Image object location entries
____________
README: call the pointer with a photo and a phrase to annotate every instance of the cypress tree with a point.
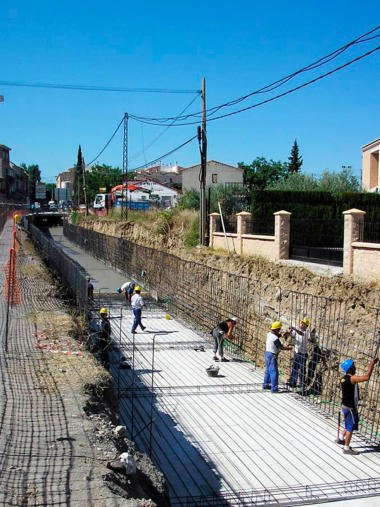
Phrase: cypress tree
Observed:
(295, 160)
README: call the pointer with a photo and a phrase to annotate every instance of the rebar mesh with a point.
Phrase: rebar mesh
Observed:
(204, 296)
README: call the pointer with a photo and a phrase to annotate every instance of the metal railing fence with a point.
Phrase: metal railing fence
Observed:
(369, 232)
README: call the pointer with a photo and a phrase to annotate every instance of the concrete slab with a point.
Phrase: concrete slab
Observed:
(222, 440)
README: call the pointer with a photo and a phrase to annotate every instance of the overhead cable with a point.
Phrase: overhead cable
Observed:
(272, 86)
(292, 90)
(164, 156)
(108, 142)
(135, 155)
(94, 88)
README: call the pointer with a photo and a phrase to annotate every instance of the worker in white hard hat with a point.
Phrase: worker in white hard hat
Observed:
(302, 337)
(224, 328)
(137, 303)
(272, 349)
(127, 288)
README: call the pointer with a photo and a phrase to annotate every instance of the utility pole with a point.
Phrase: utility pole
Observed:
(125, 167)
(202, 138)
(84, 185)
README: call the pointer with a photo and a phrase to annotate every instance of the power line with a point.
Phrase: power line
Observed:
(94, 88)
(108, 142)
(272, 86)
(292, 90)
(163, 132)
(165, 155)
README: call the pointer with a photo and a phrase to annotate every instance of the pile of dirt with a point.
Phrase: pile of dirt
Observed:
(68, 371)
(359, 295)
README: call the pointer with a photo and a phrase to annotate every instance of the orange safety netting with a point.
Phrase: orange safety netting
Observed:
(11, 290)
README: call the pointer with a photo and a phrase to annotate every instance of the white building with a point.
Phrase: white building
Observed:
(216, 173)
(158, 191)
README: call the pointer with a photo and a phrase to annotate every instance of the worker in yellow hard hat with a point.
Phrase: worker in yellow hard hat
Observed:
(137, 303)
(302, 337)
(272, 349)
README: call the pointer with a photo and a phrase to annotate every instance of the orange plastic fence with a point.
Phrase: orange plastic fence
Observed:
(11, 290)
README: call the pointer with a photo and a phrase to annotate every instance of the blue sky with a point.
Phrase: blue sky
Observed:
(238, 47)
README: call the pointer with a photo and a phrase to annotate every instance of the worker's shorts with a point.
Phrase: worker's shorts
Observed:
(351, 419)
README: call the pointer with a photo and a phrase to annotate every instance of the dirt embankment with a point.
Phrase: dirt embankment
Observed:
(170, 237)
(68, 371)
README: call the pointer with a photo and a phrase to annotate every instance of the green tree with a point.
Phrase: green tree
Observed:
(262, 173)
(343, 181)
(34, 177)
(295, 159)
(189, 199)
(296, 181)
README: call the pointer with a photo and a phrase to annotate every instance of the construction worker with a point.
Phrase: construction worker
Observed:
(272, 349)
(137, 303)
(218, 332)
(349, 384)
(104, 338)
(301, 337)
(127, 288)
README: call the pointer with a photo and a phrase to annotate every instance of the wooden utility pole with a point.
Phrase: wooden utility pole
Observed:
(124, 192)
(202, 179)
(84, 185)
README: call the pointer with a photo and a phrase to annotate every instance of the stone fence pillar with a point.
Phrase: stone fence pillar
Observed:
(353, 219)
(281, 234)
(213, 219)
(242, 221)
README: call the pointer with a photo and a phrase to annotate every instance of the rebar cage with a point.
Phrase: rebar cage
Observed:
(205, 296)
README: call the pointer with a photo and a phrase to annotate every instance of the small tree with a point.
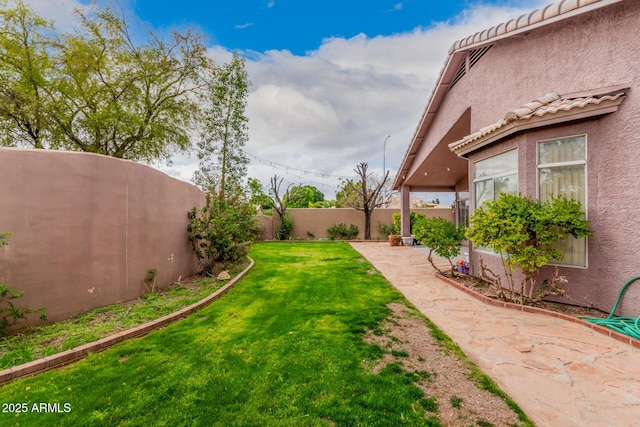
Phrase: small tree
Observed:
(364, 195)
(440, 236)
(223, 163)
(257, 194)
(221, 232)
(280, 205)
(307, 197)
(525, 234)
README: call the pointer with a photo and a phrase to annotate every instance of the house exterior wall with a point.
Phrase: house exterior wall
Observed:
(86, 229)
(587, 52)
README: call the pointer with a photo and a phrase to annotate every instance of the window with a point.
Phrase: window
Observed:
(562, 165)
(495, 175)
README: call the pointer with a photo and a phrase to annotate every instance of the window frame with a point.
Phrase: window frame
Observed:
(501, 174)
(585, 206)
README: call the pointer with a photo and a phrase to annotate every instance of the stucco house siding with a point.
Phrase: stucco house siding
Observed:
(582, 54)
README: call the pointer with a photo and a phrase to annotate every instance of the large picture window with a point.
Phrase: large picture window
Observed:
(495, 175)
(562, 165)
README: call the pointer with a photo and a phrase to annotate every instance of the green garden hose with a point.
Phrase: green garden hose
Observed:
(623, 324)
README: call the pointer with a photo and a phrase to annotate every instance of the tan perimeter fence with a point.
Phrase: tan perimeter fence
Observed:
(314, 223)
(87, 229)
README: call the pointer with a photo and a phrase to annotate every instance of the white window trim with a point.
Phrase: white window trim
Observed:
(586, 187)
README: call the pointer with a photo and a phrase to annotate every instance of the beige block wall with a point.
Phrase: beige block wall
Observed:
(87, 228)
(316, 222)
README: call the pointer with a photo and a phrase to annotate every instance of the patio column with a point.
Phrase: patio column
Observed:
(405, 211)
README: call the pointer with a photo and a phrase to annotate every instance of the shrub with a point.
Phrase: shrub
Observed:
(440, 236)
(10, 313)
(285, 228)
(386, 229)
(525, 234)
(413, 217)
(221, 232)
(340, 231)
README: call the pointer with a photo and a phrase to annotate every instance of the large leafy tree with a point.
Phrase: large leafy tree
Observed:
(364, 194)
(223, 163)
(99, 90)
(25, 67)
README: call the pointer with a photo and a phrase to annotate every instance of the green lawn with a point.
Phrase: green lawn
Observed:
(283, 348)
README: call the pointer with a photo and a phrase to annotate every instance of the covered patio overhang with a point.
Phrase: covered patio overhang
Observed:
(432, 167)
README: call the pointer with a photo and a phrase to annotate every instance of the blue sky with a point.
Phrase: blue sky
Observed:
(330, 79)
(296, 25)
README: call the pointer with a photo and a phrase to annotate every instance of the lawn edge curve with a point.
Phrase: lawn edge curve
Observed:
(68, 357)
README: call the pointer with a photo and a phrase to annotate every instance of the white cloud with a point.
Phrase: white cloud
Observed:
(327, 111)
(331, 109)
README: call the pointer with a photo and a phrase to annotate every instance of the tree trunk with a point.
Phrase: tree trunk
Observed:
____________
| WORK INSTRUCTIONS |
All of the entries above should be duplicated exactly, except for the pictures.

| REPLY |
README: call the pointer with a photo and a phrase to annotate every instance of the cypress tree with a point.
Phrase: cypress tree
Observed:
(295, 160)
README: call the pointer with a photo and a phrase to annotate every instance of the rebar mesh with a point.
Phrase: rebar mesh
Observed:
(204, 296)
README: call the pointer with a photo and a phrase to annotate every instance of the metal railing fence with a point.
Phrase: metal railing fence
Observed:
(369, 232)
README: call the pointer with a photo and a phrase to annotate every instance of the concrete slab with a point.
Phrase: concrete slab
Observed:
(222, 440)
README: call the pointer with a photo and a phrase to annotate every instance of the overhead cable with a point.
Phrase: overhead cable
Observed:
(272, 86)
(292, 90)
(164, 156)
(108, 142)
(135, 155)
(94, 88)
README: call the pointer with a photo and a phrase to annotate every instance of the worker in white hard hat with a point.
Phrase: worker in white hard hat
Observed:
(302, 337)
(224, 328)
(137, 303)
(272, 349)
(127, 288)
README: call the pointer with a photo and a phrase to annotate every instance of the utility pole with a point.
Phrase: utility pole
Observed:
(125, 167)
(202, 138)
(84, 185)
README: call the pointer with a photo and a phrase to annotate every instance of the power line with a point.
Phrase: power line
Observed:
(94, 88)
(108, 142)
(272, 86)
(292, 90)
(163, 132)
(165, 155)
README: call the pointer with a photo and a phrase to annotate every instance of the pile of dirt with a point.
Phrase: pile of dirt
Observed:
(68, 371)
(359, 295)
README: call the pointer with a photo and a phrase to annotate every instance of the orange safety netting with a point.
Phrase: orange safety netting
Observed:
(11, 290)
README: call the pointer with a photo and a phrase to annotate every instance of the white building with a point.
Phrase: white building
Observed:
(216, 173)
(158, 191)
README: call the pointer with a photo and a phrase to annotate every instance of the worker in yellow hard hat with a point.
Phrase: worker in yellow hard hat
Observed:
(137, 303)
(302, 337)
(272, 349)
README: call the pointer with a photo and a phrase to annotate every instance of the orange plastic fence with a point.
Phrase: orange plastic fence
Observed:
(11, 290)
README: call the pointer with a photo and a phrase to annotate every instance of the blue sky with a point.
Phrase: blue sky
Observed:
(238, 47)
README: call the pointer with a photo and a phrase to annotate every instance of the worker's shorts with a point.
Phrase: worker's shorts
Observed:
(351, 419)
README: call the pointer with a photo and a phrase to annotate every instance of the dirt embankment with a point.
Phrase: dirt embankment
Observed:
(170, 237)
(68, 371)
README: call the pointer with a photo and a phrase to annotate every instance of the green tree with a point.
Phrase: green tree
Observed:
(262, 173)
(343, 181)
(34, 177)
(295, 159)
(189, 199)
(296, 181)
README: call the pointer with a photo and a phrase to annotate every instance of the construction worker with a point.
Phrase: construction worker
Observed:
(272, 349)
(137, 303)
(218, 332)
(349, 384)
(104, 338)
(301, 337)
(127, 288)
README: call the pointer with a photo and a phrase to annotate every instance of the wooden utility pole with a point.
Phrase: wooden utility pole
Observed:
(124, 192)
(202, 179)
(84, 185)
README: call the pointer with a photo and a phrase to annotate every instance of the stone fence pillar with a point.
Phrase: stone fence pillar
Observed:
(353, 219)
(281, 234)
(213, 219)
(242, 221)
README: call the pointer with a photo and a phrase to annotate every instance of the rebar cage with a point.
Phrase: rebar cage
Observed:
(205, 296)
README: call the pointer with a photo and a phrase to annotate every instance of the small tree with a point.
Phrase: small tree
Observed:
(364, 195)
(440, 236)
(223, 163)
(257, 194)
(221, 232)
(280, 205)
(307, 197)
(525, 234)
README: call the pointer with a photo and a phrase to annotate every instance of the house exterior wall with a point.
Phrase: house exterior wall
Observed:
(86, 229)
(587, 52)
README: call the pointer with a photo and a phrase to annotate every instance of the window with a point.
Phrase: window
Observed:
(562, 165)
(495, 175)
README: call the pointer with a photo and a phrase to annotate every instance of the window frame with a point.
Phrase: window frame
Observed:
(501, 174)
(585, 206)
README: call the pointer with a photo and a phrase to annotate every instance of the stucco house siding with a point.
Phrase: stucco house siding
Observed:
(582, 54)
README: call the pointer with a photo and a phrase to annotate every instance of the large picture window with a point.
Phrase: large picture window
Observed:
(495, 175)
(562, 165)
README: call the pointer with a photo and a phrase to annotate every instance of the green garden hose with a point.
Phrase: green garden hose
Observed:
(623, 324)
README: call the pointer with a photo and a phrase to annotate every instance of the tan perimeter fence with a point.
Phrase: tan perimeter fence
Observed:
(314, 223)
(87, 229)
README: call the pointer with a photo and a phrase to annotate every instance of the white window trim with a point.
Phrase: white window trim
Observed:
(586, 187)
README: call the pointer with a photo and a phrase to annotate every instance of the beige block wall with a point.
Phrase: beige block wall
Observed:
(87, 228)
(316, 222)
README: call the pointer with a photo and a phrase to annotate every instance of the patio column with a point.
Phrase: patio column
Observed:
(405, 211)
README: call the pointer with a photo and a phrase to annotate every instance of the shrub with a point.
Phrase: shrub
Observed:
(440, 236)
(10, 313)
(285, 228)
(386, 229)
(525, 234)
(413, 217)
(221, 232)
(340, 231)
README: call the pointer with a photo and a phrase to annotate every instance of the large leafy tree with a point.
Phrase: large leafy tree
Observed:
(364, 194)
(223, 163)
(99, 90)
(25, 67)
README: call the pointer with a photo and a phrase to annotate every instance of the green lawn with a point.
Phrase: green lawn
Observed:
(283, 348)
README: call the pointer with a photo and a phrase to annotate every instance of the covered patio overhang with a point.
Phrase: covered patio overhang
Observed:
(432, 167)
README: call the pointer with a photo and a phrase to annotate every instance of the blue sky with a point.
Phrase: blue sky
Observed:
(330, 79)
(296, 25)
README: call the pointer with a photo and a phrase to annotate every instance of the lawn edge curve with a point.
Phrase: lawn edge curve
Observed:
(68, 357)
README: call the pointer with a photo and a phrase to annotate every instance of the white cloud with a point.
Phrase: white cloud
Observed:
(327, 111)
(331, 109)
README: call the pointer with a photo and a phrase to annotate every instance of the tree trunk with a point.
Phrase: tree trunk
Observed:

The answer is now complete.